Your objective: How many lines in the records below contain the string "blue"? Case counts, so give only the number.

Data listing:

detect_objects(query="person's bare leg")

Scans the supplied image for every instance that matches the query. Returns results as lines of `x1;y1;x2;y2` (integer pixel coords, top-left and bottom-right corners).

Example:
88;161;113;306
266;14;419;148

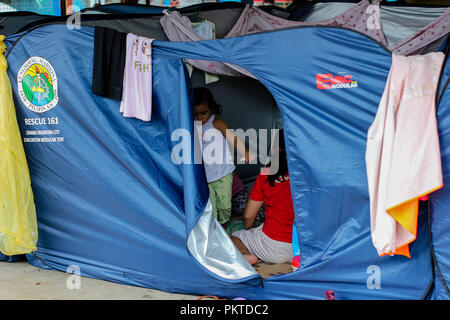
230;236;258;265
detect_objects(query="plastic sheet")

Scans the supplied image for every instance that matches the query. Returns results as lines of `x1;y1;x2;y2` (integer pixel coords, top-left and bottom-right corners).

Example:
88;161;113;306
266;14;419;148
0;35;38;255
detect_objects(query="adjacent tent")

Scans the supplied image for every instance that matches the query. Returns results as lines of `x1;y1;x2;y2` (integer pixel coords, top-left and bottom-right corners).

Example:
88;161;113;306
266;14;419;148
0;0;450;299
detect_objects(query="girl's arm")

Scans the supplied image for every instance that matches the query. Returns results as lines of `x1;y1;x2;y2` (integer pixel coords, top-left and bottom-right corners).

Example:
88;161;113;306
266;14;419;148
213;118;255;163
244;199;264;230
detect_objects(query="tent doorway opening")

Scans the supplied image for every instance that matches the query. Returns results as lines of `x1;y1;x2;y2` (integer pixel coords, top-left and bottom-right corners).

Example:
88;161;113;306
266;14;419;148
188;67;293;279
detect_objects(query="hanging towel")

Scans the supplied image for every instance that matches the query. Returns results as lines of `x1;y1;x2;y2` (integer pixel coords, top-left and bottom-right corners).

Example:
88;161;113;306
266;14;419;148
0;35;38;256
120;33;153;121
92;27;127;101
366;52;444;257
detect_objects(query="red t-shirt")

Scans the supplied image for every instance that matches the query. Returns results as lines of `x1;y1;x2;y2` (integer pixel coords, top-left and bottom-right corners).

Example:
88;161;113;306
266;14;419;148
249;174;294;243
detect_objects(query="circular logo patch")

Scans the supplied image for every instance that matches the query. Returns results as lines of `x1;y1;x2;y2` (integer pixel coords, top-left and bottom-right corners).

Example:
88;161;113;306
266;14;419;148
17;57;58;113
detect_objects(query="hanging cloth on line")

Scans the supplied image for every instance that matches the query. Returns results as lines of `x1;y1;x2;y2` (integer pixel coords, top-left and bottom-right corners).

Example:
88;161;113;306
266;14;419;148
366;52;445;257
120;33;153;121
92;27;153;121
0;35;38;256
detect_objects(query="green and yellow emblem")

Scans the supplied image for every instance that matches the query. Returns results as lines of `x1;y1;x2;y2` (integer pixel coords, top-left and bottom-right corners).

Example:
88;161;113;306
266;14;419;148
17;57;58;113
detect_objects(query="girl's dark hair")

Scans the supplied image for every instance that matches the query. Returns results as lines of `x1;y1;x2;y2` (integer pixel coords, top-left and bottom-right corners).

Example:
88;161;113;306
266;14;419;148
267;129;288;187
194;87;222;115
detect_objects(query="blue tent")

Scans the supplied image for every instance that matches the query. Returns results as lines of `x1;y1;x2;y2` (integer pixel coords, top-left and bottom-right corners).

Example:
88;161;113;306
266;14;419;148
6;21;450;299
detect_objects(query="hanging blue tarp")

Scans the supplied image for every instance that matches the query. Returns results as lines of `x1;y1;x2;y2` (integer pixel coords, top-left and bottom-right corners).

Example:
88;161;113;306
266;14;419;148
6;25;440;299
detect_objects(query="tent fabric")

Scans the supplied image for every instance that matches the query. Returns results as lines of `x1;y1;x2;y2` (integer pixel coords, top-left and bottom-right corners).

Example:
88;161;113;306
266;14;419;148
293;0;450;55
6;25;438;299
161;1;385;77
430;48;450;300
0;35;38;256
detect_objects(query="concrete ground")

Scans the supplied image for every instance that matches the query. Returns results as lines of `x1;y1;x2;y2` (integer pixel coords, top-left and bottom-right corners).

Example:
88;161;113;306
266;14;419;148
0;261;198;300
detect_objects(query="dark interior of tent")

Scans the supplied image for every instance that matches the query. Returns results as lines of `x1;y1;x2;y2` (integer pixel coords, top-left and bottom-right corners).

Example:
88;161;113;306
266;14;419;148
191;68;292;279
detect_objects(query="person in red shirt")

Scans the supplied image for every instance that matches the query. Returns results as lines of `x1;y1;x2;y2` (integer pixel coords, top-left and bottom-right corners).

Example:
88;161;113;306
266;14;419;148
231;130;294;264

Right answer: 2